PROBLEM DETAILS: Could you write out each of the records below exactly?

SUPPLIED RECORDS:
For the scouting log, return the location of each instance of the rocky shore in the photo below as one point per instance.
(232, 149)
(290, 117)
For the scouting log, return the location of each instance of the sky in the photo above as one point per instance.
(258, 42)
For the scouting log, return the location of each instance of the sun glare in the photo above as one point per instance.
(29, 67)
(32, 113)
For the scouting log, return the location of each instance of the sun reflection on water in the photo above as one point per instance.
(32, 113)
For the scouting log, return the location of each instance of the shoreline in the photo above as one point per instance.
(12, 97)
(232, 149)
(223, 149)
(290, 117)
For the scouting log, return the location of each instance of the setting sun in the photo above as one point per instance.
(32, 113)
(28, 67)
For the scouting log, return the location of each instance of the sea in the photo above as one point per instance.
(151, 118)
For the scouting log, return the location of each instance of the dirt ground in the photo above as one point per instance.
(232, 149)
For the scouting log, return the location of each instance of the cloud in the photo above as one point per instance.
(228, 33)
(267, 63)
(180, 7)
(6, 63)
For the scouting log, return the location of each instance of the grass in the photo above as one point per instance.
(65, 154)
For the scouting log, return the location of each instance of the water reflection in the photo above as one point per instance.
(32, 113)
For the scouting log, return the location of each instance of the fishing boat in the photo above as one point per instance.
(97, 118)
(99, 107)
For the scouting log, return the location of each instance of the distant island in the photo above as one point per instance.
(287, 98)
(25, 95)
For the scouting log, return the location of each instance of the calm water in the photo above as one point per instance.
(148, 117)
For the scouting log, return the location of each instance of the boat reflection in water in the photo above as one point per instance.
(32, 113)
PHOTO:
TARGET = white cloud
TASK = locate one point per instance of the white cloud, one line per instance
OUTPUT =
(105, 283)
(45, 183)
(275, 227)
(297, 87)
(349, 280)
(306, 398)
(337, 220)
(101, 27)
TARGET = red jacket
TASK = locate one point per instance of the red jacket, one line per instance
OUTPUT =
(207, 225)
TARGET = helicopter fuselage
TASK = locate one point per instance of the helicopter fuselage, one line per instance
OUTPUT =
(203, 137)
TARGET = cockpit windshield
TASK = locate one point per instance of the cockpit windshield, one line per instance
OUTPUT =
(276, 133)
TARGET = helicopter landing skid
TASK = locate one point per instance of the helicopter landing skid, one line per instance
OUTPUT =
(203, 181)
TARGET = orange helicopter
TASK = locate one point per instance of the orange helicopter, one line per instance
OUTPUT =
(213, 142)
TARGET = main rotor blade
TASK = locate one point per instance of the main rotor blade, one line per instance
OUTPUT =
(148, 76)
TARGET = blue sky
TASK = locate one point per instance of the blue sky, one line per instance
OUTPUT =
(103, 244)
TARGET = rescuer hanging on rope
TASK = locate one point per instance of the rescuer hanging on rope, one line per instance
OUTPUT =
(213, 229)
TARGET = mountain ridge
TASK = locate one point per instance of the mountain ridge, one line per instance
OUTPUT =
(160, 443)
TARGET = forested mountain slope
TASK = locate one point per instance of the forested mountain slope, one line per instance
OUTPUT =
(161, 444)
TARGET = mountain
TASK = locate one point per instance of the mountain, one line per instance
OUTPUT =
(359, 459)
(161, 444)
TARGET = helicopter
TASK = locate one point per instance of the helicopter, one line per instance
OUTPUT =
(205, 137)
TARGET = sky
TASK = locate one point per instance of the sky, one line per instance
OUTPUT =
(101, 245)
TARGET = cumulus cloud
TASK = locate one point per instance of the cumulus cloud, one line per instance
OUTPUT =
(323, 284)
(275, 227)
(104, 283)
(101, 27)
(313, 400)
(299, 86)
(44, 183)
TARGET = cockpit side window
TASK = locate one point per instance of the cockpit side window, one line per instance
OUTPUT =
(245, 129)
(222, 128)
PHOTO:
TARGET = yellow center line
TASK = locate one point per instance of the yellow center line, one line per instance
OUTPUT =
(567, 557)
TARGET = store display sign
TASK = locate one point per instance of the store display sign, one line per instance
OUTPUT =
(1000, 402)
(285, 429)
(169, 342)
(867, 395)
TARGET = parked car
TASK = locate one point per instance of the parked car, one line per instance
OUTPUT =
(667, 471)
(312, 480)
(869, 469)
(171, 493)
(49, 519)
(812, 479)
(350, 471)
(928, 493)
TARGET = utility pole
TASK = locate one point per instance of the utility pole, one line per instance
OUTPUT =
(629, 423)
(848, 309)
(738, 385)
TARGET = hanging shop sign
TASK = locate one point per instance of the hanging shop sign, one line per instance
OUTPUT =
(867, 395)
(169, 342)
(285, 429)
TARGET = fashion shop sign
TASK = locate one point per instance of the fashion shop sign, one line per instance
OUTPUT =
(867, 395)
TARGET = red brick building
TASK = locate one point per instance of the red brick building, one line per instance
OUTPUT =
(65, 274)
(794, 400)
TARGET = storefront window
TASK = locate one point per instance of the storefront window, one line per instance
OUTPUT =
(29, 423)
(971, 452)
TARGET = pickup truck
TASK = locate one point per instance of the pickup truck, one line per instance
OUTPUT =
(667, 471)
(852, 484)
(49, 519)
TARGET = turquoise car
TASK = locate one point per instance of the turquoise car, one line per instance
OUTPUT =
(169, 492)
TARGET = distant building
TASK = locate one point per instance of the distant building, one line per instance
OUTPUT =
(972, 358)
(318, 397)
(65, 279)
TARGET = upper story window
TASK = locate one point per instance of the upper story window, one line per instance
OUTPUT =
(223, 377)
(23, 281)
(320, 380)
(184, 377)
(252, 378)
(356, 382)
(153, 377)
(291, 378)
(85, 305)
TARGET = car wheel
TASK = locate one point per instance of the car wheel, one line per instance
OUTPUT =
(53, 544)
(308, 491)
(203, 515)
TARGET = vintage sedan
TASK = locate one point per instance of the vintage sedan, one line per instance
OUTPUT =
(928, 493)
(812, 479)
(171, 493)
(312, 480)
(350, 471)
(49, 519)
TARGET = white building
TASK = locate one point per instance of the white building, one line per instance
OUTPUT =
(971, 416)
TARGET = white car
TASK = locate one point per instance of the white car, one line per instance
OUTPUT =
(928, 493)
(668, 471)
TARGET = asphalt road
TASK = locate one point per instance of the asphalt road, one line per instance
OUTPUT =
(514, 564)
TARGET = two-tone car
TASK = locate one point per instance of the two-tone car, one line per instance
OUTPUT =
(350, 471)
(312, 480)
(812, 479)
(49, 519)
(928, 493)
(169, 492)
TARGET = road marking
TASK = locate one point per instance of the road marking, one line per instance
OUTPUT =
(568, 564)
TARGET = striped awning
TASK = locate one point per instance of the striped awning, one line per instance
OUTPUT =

RESULT:
For the scouting log, return the location of each instance of the rocky shore in the photo below as one point per instance.
(232, 149)
(290, 117)
For the scouting log, return the location of each instance of the sky in the photo above as one point per instance.
(258, 42)
For the scouting log, return the location of each instance of the sun glare in the photo above as one point per instance.
(29, 67)
(32, 113)
For the scouting log, return the location of each instance of the sun reflection on water in the photo above as one point per instance.
(32, 113)
For the scouting log, return the location of each instance of the shoreline in the photo above as one point per instance.
(12, 97)
(232, 149)
(223, 149)
(290, 117)
For the scouting log, return the location of each instance of the setting sun in the photo above as one point per instance.
(32, 113)
(28, 67)
For the scouting log, return the location of each instance of the sea in the photo above as one point per instance.
(151, 118)
For the scouting log, return the location of each instance of the dirt ground in the photo above as one point per instance.
(232, 149)
For the scouting log, return the location of each instance of the cloud in the photo above as one point per instance.
(228, 33)
(267, 63)
(180, 7)
(6, 63)
For the scouting log, return the location of each instance of the grass in the photo above as one point per instance.
(65, 154)
For the scouting log, return the location of each instance of the water reflection in the photo above as one point per instance.
(32, 113)
For the scouting log, return the location of each instance of the fishing boat in the photo above as one point per instance.
(97, 118)
(99, 107)
For the scouting log, return the location of each instance of the distant island in the photo above as one point per instance.
(287, 98)
(25, 95)
For the scouting log, return the location of each instance of the calm water in the photo above as one point per instance.
(148, 117)
For the scouting log, return the location of each instance of the boat reflection in water in the photo above as one point per instance.
(32, 113)
PHOTO:
TARGET = white cloud
TASK = locate one point per instance of the white cloud, one line per instance
OUTPUT =
(105, 283)
(45, 183)
(275, 227)
(297, 87)
(349, 280)
(306, 398)
(337, 220)
(101, 27)
TARGET = red jacket
TASK = locate one point per instance of the red jacket, one line per instance
OUTPUT =
(207, 225)
TARGET = helicopter fuselage
TASK = locate one point per instance of the helicopter fuselage, one line per instance
OUTPUT =
(203, 137)
TARGET = cockpit windshield
TASK = locate one point per instance of the cockpit windshield, one line per instance
OUTPUT =
(276, 133)
TARGET = helicopter landing skid
TASK = locate one point per instance of the helicopter landing skid, one line per instance
OUTPUT =
(203, 181)
TARGET = orange helicopter
TASK = locate one point per instance of the orange helicopter, one line per instance
OUTPUT =
(213, 142)
TARGET = main rotor blade
TASK = locate one point per instance of the main rotor blade, one line per instance
OUTPUT =
(148, 76)
TARGET = blue sky
TASK = locate one point per instance of the blue sky, one line per instance
OUTPUT =
(103, 244)
TARGET = rescuer hanging on rope
TASK = locate one point per instance of the rescuer hanging on rope, one line per instance
OUTPUT =
(213, 229)
TARGET = mountain ridge
TASK = locate one point per instance of the mountain ridge, one line per instance
OUTPUT =
(160, 443)
TARGET = forested mountain slope
TASK = locate one point per instance of the forested mountain slope, one line per instance
OUTPUT =
(161, 444)
TARGET = mountain
TASK = locate one point per instance of the mountain, one line per instance
OUTPUT =
(359, 459)
(161, 444)
TARGET = helicopter
TASK = locate one point per instance of the helicopter, one line per instance
OUTPUT =
(205, 137)
TARGET = sky
TASK = locate one point per instance of the sky, one line per instance
OUTPUT =
(101, 245)
TARGET = cumulus cloud
TASK = locate one point per instance of the cumulus cloud, one line per instance
OUTPUT =
(323, 284)
(275, 227)
(104, 283)
(101, 27)
(313, 400)
(299, 86)
(44, 183)
TARGET = cockpit side window
TASK = locate one point per instance of the cockpit side window, one line per instance
OUTPUT =
(245, 129)
(222, 128)
PHOTO:
TARGET = yellow center line
TASK = locate one point per instance of the yellow center line, one line per instance
OUTPUT =
(567, 557)
TARGET = store display sign
TASK = locate one point per instance of the store display sign, one line per instance
OUTPUT =
(1000, 402)
(285, 429)
(169, 342)
(867, 395)
TARGET = parked car
TASK = locate one point per instance of the parked car, one line per instance
OUTPUT =
(667, 471)
(312, 480)
(869, 469)
(171, 493)
(49, 519)
(812, 479)
(350, 471)
(928, 493)
TARGET = utility pole
TASK = locate one point per instance of the utility pole, one line per instance
OUTPUT =
(629, 423)
(848, 309)
(738, 385)
TARGET = hanging shop sign
TASK = locate one point per instance of the hanging shop sign, one line per instance
OUTPUT =
(867, 395)
(169, 342)
(285, 429)
TARGET = fashion shop sign
TASK = locate one point per instance of the fashion shop sign, one line per instance
OUTPUT =
(867, 395)
TARGET = red brick building
TASK = locate one point per instance of the red brick building, one line per instance
OUTPUT =
(65, 274)
(794, 400)
TARGET = storefront window
TASK = locate one point per instance of the storefront window, one line per instance
OUTPUT =
(29, 423)
(971, 452)
TARGET = pickup truck
TASK = locate one point per instance of the pickup truck, one line per instance
OUTPUT =
(667, 471)
(852, 484)
(49, 519)
TARGET = turquoise car
TASK = locate one point per instance of the turquoise car, one line per instance
OUTPUT =
(169, 492)
TARGET = distant building
TASK = locate one point per instance of the distant building, one line per instance
OUTPUT =
(972, 358)
(318, 397)
(65, 279)
TARGET = upper story window
TASK = locate one point per instance of the upper story window, one line per instance
OUTPUT =
(223, 377)
(23, 281)
(320, 380)
(184, 377)
(252, 378)
(356, 382)
(153, 377)
(291, 378)
(85, 305)
TARGET = car wheel
TASK = locate one point per instance of the car wheel, one line per instance
OUTPUT =
(53, 544)
(308, 491)
(203, 515)
TARGET = vintage sedan
TASK = locate one point per instance of the vintage sedan, one line per instance
OUTPUT =
(928, 493)
(812, 479)
(171, 493)
(312, 480)
(350, 471)
(49, 519)
TARGET = white building
TASK = locate one point per instance of the white building, one line per instance
OUTPUT =
(971, 416)
TARGET = white car
TASK = locate one point per instance of the white car, one line per instance
OUTPUT =
(928, 493)
(668, 471)
TARGET = asphalt road
TASK = locate one point per instance of the asphalt road, one line per instance
OUTPUT =
(514, 564)
TARGET = two-tone car
TASK = locate one point per instance of the two-tone car, one line per instance
OUTPUT =
(350, 471)
(312, 480)
(812, 479)
(49, 519)
(928, 493)
(169, 492)
TARGET = road marking
TASK = locate one point per instance of the road marking, one line per instance
OUTPUT =
(568, 564)
TARGET = striped awning
TASK = locate one point per instance of the striped awning, one line per instance
OUTPUT =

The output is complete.